■ Extract provided:
....

A team of scientists from Yale recently developed a new COVID vaccine that offers superior immune protection against omicron variants.
Dubbed Omnivax, the new vaccine reportedly increased neutralizing antibody response against the BA.1 and BA.2.12.1 omicron subvariants in pre-immunized mice 19-fold and eight-fold, respectively, when compared with the standard mRNA vaccines.
Details on the improved response against the BA.1 subvariant were published in the journal Nature Communications, while the results of the study involving the BA.2 subvariant were published in the journal Cell Discovery.
“While standard mRNA vaccines still offer protection against infection from new variants, their effectiveness wanes over time and was compromised due to immune escaping mutations in emerging variants. We wanted to see if we could develop variant-specific vaccines that offer additional protection against emerging subvariants,” said Sidi Chen, an associate professor of genetics at Yale School of Medicine and senior author of both studies.
Developed in Chen’s lab by a team headed by postdoctoral associate Zhenhao Fang, the experimental vaccines used engineered lipid nanoparticles to deliver mRNA to cells with “instructions” to create spike proteins from mutating variants. The virus uses the proteins to infect cells.

....

■ Data segment:
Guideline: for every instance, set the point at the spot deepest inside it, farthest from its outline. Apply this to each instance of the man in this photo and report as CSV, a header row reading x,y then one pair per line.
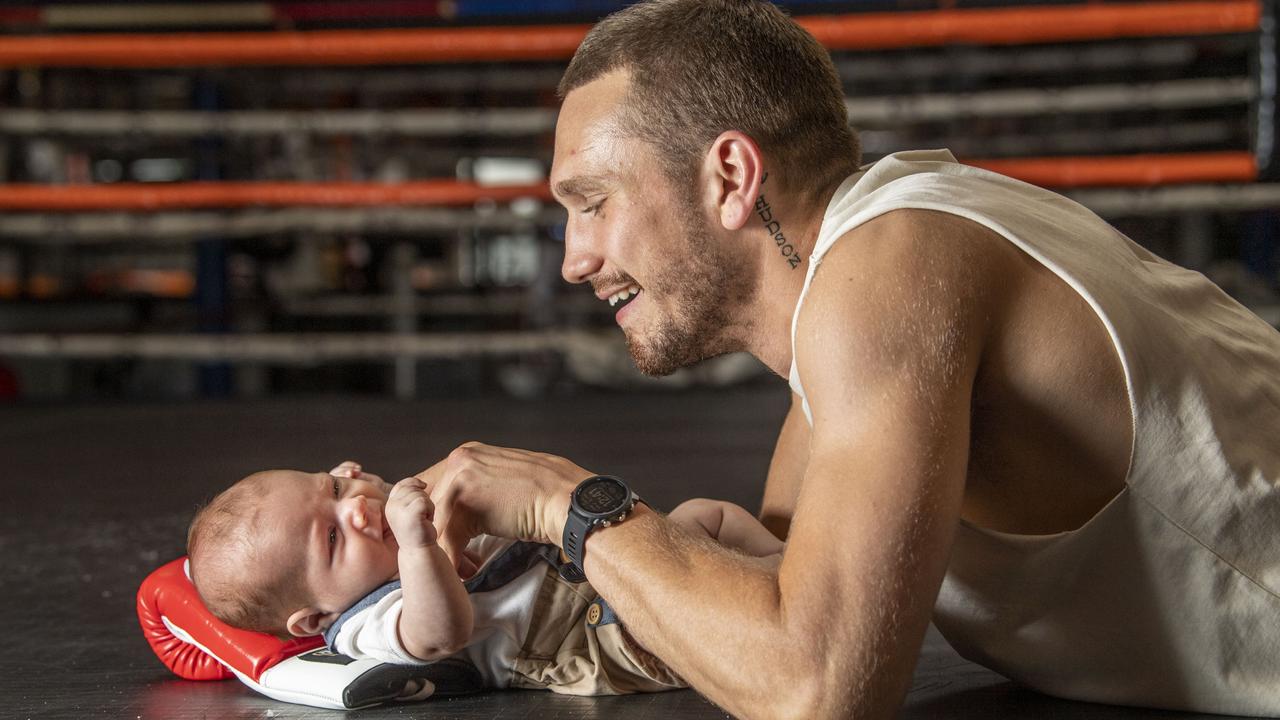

....

■ Work task 1:
Answer these questions from the Omnivax vaccine report, one line each:
(a) Compared with standard mRNA vaccines, how much did Omnivax raise the neutralizing antibody response against BA.1 in pre-immunized mice?
(b) In which journal did the results for the BA.2 subvariant appear?
(c) Who headed the team that developed the experimental vaccines?
■ Work task 2: Write out the stretch of the Omnivax vaccine report from "Details on the" through "of both studies.", changing "emerging" to "newly arising" everywhere it appears.

■ Task response 1:
(a) 19-fold
(b) Cell Discovery
(c) Zhenhao Fang, a postdoctoral associate

■ Task response 2:
Details on the improved response against the BA.1 subvariant were published in the journal Nature Communications, while the results of the study involving the BA.2 subvariant were published in the journal Cell Discovery.
“While standard mRNA vaccines still offer protection against infection from new variants, their effectiveness wanes over time and was compromised due to immune escaping mutations in newly arising variants. We wanted to see if we could develop variant-specific vaccines that offer additional protection against newly arising subvariants,” said Sidi Chen, an associate professor of genetics at Yale School of Medicine and senior author of both studies.